#### ИЗВЛЕЧЁННЫЙ ТЕКСТ ####
Вспомним, что еще перед первой мировой войной Татлин, как бы исчерпав ресурсы чистой живописи, бросил ее и перешел к созданию контррельефов, «материальных подборов» или раскрашенных досок.

Во всех этих случаях мы опять сталкиваемся с явлением той исчерпанности проблематики, иллюзия которой время от времени возникала в умах художников.

Мне могут возразить, призвав в свидетели аналогичные факты из истории западноевропейского или американского авангарда. Да, подобные факты есть. Но они не так ярко выражены, и их не так много. Нигде не было столь упорного желания довести до конца начатый путь, устремленное движение по одной линии. Великий авангардист XX столетия Пабло Пикассо словно дразнил публику трансформацией своего художнического облика. Он с легкостью отдавал свои открытия другим и далеко не всегда договоривал до конца все те слова, которыми успевал лишь обмолвиться.

Дойти до конца, поставить точку, исчерпать все — такова одна из главных целей русского авангарда. Она несколько корректирует привычную концепцию авангардного движения, заключающуюся в требовании постоянного, перманентного открывательства. Разумеется, всякое исчерпание проблематики логически связано с новооткрытием. Но вопрос заключается в том, на каком из этих компонентов двухзначной формулы ставится акцент. В русском авангарде — чаще на первом.

Маниакальная последовательность, о которой скорее может идти речь, вновь объясняется тем, что искусство было поглощено «вышестоящими» задачами. Решались общие проблемы бытия — соотношения земного и космического (Малевич), приоритета духовного над материальным (Кандинский), единства человечества в его историческом, современном и будущем состоянии (Филонов), реализации человеческой мечты в ее слиянии с людской памятью (Шагал). Эти общие проблемы были более доступны философии, чем живописи. Однако они решались именно в живописных формулах, а формулы получали философскую окраску.
####
» ЗАДАНИЯ:
1. Воспроизведите отрывок текста о русском авангарде от слов «Маниакальная последовательность, о» до слов «получали философскую окраску.» включительно.
2. Продолжите текст о русском авангарде, начав сразу после его последнего предложения.
Записи для выполнения заданий не понадобятся.
#### ИСХОДНЫЕ ДАННЫЕ ####
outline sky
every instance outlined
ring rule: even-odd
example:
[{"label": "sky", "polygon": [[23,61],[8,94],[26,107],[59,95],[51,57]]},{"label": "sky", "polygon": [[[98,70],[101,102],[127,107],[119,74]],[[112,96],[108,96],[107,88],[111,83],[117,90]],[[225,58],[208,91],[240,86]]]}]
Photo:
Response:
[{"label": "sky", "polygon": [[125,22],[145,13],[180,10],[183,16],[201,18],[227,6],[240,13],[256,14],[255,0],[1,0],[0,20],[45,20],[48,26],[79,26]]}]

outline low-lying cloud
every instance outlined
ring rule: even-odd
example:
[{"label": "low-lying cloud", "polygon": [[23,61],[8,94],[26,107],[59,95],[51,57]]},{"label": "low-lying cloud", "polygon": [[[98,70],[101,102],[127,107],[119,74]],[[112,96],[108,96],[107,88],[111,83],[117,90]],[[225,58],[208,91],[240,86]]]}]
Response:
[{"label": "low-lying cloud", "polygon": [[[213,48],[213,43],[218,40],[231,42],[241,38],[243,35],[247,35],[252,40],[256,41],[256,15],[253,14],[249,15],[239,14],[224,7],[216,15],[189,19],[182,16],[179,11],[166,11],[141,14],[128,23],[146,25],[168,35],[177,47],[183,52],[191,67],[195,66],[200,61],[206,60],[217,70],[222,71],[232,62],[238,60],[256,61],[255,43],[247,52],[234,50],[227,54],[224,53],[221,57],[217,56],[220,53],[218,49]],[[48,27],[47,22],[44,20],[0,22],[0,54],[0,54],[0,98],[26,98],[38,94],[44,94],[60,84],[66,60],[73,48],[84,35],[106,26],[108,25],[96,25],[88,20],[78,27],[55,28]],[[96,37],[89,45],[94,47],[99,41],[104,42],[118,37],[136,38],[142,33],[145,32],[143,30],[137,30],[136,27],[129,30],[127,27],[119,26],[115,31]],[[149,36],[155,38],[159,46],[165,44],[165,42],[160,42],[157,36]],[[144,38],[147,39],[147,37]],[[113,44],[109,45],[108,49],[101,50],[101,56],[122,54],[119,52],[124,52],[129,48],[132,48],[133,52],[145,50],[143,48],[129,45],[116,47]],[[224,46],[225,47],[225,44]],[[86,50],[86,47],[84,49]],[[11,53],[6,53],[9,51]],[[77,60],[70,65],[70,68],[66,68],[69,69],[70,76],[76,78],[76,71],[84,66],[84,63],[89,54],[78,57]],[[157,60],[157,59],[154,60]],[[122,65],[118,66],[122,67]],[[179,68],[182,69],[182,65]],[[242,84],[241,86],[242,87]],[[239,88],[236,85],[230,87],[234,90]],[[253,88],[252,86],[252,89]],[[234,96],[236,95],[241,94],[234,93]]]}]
####
» ОТВЕТЫ:
1.
Маниакальная последовательность, о которой скорее может идти речь, вновь объясняется тем, что искусство было поглощено «вышестоящими» задачами. Решались общие проблемы бытия — соотношения земного и космического (Малевич), приоритета духовного над материальным (Кандинский), единства человечества в его историческом, современном и будущем состоянии (Филонов), реализации человеческой мечты в ее слиянии с людской памятью (Шагал). Эти общие проблемы были более доступны философии, чем живописи. Однако они решались именно в живописных формулах, а формулы получали философскую окраску.

2.
Несколько лет назад Г.Д. Гачев высказал интересную мысль о том, что в России литература нередко брала на себя функции философии[135]. Действительно, Россия никогда не отличалась приверженностью к философии как таковой, не породила великих философов классического типа, но вызвала к жизни «практическую философию», представители которой стояли во главе политической борьбы. Если в XIX веке философия, покинув привычные «чистые» формы существования, как бы передвинулась на территорию литературы, то в начале XX она нашла своего реализатора и в живописи. Для живописи это было непривычно. И тем не менее о философии Малевича, Кандинского или Филонова можно писать книги (и пишут на Западе!). Их философия воплощается и в картинах, и в манифестах, и в их поведении.


3.

Русское авангардное движение утопично. Эта утопичность проявляется прежде всего в мнимости отрыва от предшествующего опыта. Авангардистское ниспровержение никогда не бывает абсолютным. Мы уже могли убедиться в том, что помимо воли самые «левые» живописцы 1910-х годов развивали те или иные традиции — и не потому, что не могли от них оторваться в силу слабости творческого порыва или недостаточного пафоса открывательства, а потому, что сама жизнь как бы укладывала эти традиции в глубины национальной почвы, и все произрастающее на ней вбирало в себя культурную память.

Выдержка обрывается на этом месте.